* **MATERIAL TO PROCESS**:
◆ ◆ ◆

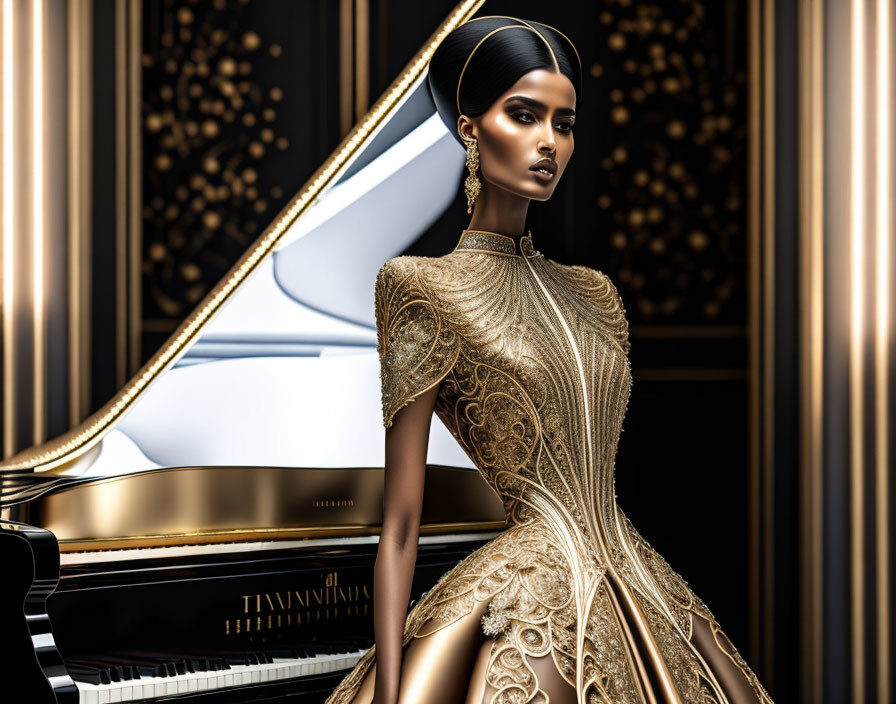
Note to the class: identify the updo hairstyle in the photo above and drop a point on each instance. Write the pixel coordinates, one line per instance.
(484, 57)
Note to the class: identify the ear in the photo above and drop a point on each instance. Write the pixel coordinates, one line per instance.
(465, 128)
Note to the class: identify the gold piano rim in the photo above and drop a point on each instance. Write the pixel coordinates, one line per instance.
(254, 535)
(64, 449)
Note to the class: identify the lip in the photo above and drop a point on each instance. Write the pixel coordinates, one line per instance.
(549, 165)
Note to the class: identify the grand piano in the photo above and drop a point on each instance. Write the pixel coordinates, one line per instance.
(210, 533)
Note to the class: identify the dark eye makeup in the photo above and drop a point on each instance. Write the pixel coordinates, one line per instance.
(526, 118)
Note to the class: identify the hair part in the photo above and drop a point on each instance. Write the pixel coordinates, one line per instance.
(482, 58)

◆ ◆ ◆

* **AIM OF THE EXERCISE**:
Copy out the material from the line containing "Note to the class: identify the dark" through the last line of the material, including both ends, without altering anything.

* **TASK RESULT**:
Note to the class: identify the dark eye makeup in the photo above and drop a point on each instance. Write the pixel coordinates, one line per instance.
(526, 118)
Note to the class: identify the hair part in the photo above and drop a point on each instance. Write the pixel coordinates, one line per instance.
(482, 58)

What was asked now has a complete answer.